HOW TO COMPLETE THIS TASK: Write the next part of the passage about intercepting satellite internet traffic, starting right after its final sentence.

PROVIDED PASSAGE:
════

That led to their internal development of a software tool called GSE Extract, designed to “forensically reconstruct .PCAT files from recordings of GSE feeds,” Pavur said.

“It does this by taking some shortcuts. If we were designing a satellite modem, we would have to consider all of the edge cases and how a network operates or how a packet gets sent. But for GSE Extract, we can say, generally, we would expect the start of an IP packet to appear here, or we’d expect this fragment to belong to this payload. And, by making some of those assumptions, GSE Extract is able to help us figure out what to do with between 50 and 70 percent of the frames that were hitting our dish,” Pavur said.

Over the course of two years, they have been able to routinely see passenger and crew satellite Internet traffic on cargo and maritime ships. The researchers were able to get so detailed that during a recent exercise, they were able to capture a passenger’s use of a mobile phone email application while in-flight to confirm their receipt of a negative COVID-19 test.

════

STUDY MATERIAL:
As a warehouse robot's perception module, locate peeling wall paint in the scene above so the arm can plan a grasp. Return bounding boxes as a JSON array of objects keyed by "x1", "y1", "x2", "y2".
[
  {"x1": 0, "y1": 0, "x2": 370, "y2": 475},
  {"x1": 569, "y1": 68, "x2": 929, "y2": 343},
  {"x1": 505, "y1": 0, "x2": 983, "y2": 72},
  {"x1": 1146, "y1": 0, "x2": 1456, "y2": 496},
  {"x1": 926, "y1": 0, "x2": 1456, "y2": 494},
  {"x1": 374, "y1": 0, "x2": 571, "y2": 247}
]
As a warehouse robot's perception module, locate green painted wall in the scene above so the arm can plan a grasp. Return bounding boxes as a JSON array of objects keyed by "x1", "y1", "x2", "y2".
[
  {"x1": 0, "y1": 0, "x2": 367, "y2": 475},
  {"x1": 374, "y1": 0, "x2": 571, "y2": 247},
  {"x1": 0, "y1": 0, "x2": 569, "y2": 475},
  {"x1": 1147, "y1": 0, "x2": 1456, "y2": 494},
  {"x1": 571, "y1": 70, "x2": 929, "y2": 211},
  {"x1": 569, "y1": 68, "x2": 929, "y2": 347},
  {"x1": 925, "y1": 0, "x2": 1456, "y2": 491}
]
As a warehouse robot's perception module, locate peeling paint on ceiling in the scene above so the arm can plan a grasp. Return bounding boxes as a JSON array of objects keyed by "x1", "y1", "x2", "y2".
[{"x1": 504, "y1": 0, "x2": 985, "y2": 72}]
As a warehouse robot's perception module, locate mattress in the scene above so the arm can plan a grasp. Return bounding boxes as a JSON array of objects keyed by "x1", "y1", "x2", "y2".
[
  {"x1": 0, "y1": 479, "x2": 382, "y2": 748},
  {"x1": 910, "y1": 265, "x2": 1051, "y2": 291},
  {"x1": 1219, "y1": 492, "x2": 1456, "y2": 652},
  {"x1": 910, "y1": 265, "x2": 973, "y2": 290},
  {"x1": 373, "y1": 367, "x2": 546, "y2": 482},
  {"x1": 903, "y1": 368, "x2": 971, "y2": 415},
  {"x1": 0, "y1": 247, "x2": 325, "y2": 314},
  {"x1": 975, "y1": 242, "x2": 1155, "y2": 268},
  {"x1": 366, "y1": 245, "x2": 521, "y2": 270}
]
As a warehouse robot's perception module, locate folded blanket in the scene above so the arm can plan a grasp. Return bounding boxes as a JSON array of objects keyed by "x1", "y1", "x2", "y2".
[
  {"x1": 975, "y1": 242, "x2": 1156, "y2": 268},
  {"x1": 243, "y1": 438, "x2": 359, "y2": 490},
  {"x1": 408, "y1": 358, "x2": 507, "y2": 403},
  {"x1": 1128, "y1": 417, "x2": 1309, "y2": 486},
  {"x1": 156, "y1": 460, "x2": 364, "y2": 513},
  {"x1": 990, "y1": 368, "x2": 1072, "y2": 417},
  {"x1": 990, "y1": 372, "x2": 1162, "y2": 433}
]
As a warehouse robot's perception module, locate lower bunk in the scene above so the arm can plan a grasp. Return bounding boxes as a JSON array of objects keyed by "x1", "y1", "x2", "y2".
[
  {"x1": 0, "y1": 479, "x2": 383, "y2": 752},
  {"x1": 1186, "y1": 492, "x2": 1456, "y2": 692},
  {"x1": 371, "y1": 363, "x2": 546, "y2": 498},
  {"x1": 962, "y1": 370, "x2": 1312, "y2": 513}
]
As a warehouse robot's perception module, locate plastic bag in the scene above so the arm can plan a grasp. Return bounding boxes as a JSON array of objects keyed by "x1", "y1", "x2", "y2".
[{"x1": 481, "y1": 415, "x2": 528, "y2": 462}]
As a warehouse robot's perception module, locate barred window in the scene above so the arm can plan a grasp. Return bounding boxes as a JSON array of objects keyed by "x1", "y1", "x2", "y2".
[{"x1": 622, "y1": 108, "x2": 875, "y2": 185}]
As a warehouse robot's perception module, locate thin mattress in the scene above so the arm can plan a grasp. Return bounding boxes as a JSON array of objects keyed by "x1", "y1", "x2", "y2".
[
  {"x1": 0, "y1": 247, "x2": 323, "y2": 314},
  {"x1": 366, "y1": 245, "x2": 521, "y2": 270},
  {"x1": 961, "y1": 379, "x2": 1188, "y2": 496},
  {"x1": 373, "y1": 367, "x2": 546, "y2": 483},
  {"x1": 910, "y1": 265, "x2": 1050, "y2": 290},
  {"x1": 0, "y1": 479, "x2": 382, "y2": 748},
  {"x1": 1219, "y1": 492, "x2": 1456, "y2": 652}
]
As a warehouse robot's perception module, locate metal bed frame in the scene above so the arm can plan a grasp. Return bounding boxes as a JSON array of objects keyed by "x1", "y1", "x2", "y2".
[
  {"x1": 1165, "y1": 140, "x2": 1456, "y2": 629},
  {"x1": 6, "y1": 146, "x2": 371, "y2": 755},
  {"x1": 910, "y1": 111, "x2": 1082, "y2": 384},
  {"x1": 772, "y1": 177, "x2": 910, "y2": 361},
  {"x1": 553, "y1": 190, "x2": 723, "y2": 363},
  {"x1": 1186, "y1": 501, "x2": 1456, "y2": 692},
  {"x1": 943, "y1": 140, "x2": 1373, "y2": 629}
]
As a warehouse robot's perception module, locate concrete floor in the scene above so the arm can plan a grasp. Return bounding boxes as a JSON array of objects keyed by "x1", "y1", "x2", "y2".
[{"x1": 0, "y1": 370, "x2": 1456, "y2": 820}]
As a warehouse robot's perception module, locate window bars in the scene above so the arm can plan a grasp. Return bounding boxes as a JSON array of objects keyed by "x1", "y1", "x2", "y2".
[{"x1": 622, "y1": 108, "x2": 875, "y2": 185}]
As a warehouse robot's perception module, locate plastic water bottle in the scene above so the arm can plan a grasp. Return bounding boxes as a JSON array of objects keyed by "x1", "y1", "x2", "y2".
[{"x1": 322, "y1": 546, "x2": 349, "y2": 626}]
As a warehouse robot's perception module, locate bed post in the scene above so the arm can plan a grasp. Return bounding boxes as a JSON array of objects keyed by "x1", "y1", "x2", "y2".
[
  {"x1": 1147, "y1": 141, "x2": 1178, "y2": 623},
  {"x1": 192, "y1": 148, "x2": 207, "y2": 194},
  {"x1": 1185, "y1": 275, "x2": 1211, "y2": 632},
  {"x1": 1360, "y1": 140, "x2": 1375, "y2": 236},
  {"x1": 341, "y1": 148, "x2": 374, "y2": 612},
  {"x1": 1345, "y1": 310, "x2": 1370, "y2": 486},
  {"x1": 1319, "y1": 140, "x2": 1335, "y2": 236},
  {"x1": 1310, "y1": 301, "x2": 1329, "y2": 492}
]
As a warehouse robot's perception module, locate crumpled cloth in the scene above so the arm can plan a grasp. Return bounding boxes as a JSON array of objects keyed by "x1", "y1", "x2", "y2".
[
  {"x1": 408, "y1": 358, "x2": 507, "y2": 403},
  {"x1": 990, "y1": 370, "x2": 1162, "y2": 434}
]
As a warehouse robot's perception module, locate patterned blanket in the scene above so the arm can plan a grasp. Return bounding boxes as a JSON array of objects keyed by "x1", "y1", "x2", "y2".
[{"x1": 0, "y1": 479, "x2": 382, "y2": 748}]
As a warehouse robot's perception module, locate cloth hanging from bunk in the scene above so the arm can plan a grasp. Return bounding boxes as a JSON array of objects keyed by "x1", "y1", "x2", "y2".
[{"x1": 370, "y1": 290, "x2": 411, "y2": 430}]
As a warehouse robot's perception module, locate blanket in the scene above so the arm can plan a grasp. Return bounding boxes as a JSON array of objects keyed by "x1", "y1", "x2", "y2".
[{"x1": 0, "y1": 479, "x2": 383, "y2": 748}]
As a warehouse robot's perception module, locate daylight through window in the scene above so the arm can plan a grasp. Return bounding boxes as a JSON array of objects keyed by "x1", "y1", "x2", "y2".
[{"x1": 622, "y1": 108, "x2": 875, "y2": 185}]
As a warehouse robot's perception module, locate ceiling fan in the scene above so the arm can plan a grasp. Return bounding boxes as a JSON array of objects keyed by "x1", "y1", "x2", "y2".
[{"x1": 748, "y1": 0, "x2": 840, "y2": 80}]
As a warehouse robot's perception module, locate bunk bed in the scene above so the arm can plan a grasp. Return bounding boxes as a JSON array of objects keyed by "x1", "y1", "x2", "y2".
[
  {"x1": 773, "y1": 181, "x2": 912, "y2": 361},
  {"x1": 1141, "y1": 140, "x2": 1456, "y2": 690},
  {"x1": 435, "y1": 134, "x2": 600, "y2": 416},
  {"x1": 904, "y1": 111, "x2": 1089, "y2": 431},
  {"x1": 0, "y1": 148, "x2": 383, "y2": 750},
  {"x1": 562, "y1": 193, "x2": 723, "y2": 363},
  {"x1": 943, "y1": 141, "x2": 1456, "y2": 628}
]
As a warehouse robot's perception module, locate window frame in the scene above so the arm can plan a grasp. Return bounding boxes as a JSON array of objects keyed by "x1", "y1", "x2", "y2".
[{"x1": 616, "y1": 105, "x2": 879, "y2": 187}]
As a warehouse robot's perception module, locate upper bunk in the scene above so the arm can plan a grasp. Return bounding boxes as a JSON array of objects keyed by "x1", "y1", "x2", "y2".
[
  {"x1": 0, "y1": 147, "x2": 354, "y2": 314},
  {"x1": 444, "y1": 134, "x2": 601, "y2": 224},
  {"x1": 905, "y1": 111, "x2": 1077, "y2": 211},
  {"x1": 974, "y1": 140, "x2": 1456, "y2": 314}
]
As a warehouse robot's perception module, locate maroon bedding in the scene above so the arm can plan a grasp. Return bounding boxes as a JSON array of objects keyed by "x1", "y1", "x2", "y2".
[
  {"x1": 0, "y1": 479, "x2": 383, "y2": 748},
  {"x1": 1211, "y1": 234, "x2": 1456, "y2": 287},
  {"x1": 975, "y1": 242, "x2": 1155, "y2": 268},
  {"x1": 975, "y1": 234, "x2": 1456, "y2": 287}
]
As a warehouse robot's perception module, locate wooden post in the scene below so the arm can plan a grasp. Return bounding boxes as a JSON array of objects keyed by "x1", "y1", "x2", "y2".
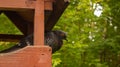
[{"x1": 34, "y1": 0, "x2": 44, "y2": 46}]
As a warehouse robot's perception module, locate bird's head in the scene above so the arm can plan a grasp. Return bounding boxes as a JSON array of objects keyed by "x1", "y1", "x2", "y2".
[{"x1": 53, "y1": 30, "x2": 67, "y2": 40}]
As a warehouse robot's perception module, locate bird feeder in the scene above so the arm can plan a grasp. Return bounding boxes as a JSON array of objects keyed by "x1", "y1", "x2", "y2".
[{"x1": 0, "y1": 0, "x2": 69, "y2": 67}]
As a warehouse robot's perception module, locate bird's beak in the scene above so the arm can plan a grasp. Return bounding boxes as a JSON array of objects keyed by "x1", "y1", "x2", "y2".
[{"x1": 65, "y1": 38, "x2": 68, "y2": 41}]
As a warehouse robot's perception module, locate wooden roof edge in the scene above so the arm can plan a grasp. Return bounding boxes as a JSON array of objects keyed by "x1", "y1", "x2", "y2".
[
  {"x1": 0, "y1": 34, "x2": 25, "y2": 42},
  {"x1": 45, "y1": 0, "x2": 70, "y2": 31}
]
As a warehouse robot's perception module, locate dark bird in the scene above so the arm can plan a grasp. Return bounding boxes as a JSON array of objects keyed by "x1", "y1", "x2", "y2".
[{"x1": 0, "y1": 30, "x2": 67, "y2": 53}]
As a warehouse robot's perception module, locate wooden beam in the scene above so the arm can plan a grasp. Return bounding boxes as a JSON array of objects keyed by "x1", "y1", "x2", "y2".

════

RESULT OF THE EXERCISE:
“This is a JPEG file that we intercepted from an engineer aboard a maritime vessel who was dealing with a maintenance issue and sending pictures to his colleagues. You’ll see that we’re able to get like the start of the packet,” Pavur said.

The team described a vulnerable Chinese airline pilot’s electronic flight bag as the “loneliest EFB.”

Aviation was the newest industry used for the team’s research, which Pavur said was going to be their main focus for 2020. Once passenger traffic started to decline in March due to the COVID-19 pandemic, they started to notice that they could focus on flight crew devices, including data being transmitted by Electronic Flight Bag (EFB) tablets used by pilots.

Specifically, Pavur said he wanted to focus on the vulnerabilities that exist with modern commercial aircraft satellite Internet modems that have been demonstrated in the past by Ruben Santamarta, a cybersecurity researcher with independent security firm IOACTIVE. Santamarta posited his belief that the satellite terminals featured on aircraft used to separate passenger and pilot internet usage can be hacked.

“We found what I’m going to call the loneliest EFB,” Pavur said, referring to a Chinese airline pilot’s connected tablet whose Internet traffic they were able to monitor for several months.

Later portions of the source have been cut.